• [REQUIRED WORK]: List every line of the data below that contains the word "bangle".

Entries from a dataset
^^^^^^^^

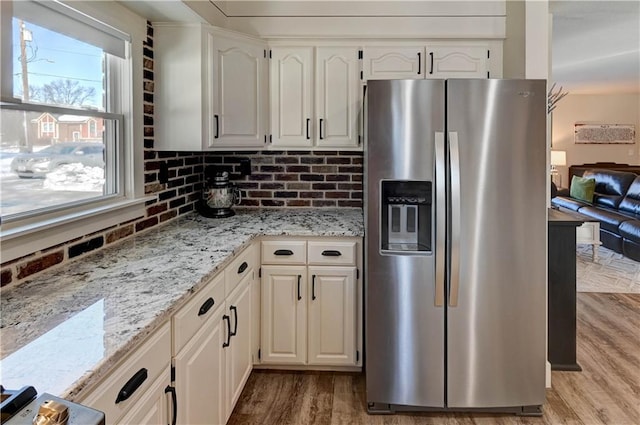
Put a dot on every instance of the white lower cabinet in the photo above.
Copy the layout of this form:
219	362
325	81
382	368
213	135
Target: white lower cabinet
332	316
238	354
192	370
200	374
154	406
137	384
284	314
309	313
212	366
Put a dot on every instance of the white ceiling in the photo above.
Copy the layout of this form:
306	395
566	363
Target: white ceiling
596	46
595	43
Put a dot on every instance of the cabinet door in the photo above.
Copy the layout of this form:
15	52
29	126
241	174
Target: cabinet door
291	90
384	63
337	96
332	316
200	374
239	93
153	407
457	61
284	313
238	355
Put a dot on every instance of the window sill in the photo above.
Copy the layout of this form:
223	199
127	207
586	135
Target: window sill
24	239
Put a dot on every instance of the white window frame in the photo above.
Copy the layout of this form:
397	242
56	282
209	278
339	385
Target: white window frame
23	236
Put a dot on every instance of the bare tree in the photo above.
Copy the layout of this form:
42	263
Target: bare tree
67	93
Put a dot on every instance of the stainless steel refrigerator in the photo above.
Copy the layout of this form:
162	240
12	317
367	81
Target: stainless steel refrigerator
455	210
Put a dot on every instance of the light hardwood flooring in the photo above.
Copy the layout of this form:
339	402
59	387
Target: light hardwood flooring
607	391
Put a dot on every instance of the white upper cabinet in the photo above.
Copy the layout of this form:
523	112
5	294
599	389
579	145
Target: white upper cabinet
211	89
444	59
337	97
393	62
239	93
320	112
458	61
291	90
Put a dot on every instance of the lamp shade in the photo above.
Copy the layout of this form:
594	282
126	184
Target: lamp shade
558	158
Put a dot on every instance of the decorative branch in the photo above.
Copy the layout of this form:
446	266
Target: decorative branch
554	97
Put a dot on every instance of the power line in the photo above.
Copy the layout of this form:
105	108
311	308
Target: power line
65	77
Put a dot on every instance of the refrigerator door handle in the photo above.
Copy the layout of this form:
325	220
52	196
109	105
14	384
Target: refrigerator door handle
440	217
454	154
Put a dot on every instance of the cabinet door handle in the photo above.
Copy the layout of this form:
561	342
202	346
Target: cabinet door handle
242	267
235	316
226	344
174	400
132	385
331	253
283	252
206	306
313	287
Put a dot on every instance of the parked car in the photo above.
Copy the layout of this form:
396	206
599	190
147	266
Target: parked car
38	164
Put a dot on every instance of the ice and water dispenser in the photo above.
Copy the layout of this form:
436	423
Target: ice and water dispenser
406	210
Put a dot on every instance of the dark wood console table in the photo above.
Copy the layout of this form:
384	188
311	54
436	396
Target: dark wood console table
561	292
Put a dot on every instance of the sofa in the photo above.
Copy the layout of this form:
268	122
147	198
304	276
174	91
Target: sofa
615	204
579	169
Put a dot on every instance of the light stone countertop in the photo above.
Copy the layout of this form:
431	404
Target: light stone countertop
63	330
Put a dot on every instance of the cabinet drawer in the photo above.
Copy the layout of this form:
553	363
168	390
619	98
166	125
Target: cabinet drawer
192	316
244	264
332	253
284	252
153	357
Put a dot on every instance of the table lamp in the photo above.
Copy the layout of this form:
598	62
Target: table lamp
558	158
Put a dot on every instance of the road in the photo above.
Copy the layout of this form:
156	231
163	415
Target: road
21	195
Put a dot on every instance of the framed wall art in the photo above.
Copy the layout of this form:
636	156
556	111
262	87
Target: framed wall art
588	133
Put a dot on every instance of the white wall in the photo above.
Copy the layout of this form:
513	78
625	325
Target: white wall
601	109
514	43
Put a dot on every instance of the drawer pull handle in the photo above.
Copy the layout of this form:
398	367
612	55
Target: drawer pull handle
174	399
226	344
132	385
206	306
331	253
313	287
235	315
242	267
283	252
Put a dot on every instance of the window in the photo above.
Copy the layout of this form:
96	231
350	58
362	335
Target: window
47	127
66	130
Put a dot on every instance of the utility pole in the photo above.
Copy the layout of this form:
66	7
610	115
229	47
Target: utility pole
25	83
23	60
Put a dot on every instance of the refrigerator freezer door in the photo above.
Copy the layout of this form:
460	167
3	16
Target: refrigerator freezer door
496	329
404	326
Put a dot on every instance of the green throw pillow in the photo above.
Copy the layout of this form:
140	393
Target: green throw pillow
582	188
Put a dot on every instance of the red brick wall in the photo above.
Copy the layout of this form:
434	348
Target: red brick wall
278	179
175	178
295	178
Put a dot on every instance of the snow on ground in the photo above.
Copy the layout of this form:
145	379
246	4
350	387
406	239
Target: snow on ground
18	195
75	177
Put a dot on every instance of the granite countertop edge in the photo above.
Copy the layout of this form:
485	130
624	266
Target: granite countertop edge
236	234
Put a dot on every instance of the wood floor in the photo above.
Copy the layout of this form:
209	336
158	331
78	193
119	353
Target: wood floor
607	391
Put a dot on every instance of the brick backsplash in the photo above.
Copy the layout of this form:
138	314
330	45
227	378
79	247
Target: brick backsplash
294	178
175	179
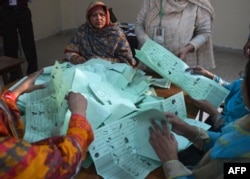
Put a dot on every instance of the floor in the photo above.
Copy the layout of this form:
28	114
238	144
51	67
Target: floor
229	62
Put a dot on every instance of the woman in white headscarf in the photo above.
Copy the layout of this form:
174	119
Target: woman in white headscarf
185	27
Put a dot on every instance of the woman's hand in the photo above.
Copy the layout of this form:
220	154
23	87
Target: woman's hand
181	53
198	70
28	85
77	59
77	103
206	106
163	142
180	127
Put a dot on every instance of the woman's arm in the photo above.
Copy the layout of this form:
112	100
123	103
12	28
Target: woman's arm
202	28
140	23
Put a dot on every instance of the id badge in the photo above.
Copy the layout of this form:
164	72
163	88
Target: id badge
159	34
12	2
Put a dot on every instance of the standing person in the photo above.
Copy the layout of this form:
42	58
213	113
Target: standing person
98	37
16	19
232	144
246	47
185	27
54	157
234	106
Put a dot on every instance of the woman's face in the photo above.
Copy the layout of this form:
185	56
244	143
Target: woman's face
98	18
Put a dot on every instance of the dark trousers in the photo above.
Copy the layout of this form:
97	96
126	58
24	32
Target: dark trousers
18	20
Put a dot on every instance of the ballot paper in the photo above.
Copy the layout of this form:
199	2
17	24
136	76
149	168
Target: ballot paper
172	68
174	104
121	148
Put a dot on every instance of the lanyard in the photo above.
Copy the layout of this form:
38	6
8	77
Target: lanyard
161	13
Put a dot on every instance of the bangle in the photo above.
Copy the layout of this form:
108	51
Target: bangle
198	134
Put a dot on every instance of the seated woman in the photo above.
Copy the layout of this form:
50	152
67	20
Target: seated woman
234	106
232	144
98	37
54	157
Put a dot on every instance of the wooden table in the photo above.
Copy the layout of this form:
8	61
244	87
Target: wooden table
157	173
8	64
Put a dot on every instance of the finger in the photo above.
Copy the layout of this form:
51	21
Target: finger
172	136
156	127
165	131
152	134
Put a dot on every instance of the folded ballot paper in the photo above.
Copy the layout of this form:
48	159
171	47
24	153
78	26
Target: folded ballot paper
121	149
172	68
113	90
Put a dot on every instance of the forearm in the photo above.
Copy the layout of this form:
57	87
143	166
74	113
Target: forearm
175	169
140	23
202	31
80	129
196	135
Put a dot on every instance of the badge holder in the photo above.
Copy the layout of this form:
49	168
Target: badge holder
159	34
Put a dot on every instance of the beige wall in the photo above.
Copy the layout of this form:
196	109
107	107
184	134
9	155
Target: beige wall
52	16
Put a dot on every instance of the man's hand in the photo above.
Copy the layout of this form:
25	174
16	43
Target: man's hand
77	103
28	85
163	142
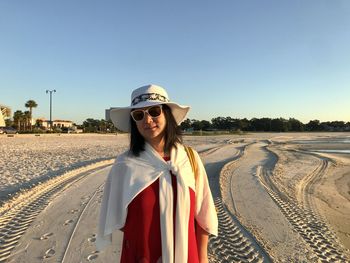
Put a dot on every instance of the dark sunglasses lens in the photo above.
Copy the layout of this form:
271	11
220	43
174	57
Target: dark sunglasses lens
138	115
155	111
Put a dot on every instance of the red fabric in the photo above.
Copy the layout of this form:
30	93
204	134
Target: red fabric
142	237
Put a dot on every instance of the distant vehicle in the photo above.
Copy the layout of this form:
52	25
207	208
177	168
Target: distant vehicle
8	130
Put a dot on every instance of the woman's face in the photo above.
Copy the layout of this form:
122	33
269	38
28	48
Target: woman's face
152	128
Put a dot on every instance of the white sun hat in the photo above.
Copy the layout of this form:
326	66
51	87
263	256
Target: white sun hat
146	96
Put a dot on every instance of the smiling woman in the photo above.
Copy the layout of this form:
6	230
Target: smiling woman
152	195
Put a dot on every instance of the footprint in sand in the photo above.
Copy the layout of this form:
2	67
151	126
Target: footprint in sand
49	253
92	239
46	236
67	222
73	211
92	256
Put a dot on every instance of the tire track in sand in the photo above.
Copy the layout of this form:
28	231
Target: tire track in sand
18	214
234	243
304	218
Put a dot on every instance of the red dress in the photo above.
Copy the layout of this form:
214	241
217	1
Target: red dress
142	237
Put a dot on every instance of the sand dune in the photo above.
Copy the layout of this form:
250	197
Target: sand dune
278	196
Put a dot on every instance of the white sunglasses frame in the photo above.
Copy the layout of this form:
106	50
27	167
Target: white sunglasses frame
146	111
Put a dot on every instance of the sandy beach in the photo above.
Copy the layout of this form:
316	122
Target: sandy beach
280	197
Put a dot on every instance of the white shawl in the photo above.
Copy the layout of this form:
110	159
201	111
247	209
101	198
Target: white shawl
130	175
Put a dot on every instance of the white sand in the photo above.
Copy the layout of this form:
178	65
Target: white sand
275	199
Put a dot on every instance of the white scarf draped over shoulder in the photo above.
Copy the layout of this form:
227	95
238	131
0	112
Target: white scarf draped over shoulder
130	175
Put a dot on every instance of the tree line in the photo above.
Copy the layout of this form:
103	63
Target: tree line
22	121
263	125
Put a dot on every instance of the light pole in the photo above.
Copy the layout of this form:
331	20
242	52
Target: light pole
47	91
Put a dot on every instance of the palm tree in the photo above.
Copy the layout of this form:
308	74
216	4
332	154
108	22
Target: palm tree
27	120
18	119
31	104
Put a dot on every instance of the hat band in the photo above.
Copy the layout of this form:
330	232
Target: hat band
149	96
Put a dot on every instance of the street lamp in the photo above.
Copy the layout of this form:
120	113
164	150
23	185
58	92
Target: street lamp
47	91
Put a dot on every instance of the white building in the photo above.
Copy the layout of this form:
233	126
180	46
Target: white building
55	123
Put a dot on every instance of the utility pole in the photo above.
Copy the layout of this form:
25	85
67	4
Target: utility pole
47	91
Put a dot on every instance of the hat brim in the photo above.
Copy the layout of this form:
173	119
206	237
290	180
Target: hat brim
120	116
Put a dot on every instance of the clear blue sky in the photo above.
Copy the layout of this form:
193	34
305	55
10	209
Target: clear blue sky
223	58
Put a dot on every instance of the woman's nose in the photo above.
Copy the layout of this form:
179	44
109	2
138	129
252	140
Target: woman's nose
147	118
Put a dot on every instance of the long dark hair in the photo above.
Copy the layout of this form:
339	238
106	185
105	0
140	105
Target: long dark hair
173	134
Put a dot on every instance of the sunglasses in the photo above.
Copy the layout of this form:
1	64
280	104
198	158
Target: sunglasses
154	112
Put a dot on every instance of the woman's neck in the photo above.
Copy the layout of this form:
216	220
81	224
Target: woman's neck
158	144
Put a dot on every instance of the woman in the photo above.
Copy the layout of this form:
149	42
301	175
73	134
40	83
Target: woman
151	194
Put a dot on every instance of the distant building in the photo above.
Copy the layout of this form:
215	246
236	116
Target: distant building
55	123
107	114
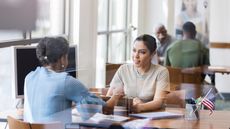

^^^^^^^^

• [EXERCISE RESPONSE]:
Put a dot on every instance of the bangle in the photo above.
Target: bangle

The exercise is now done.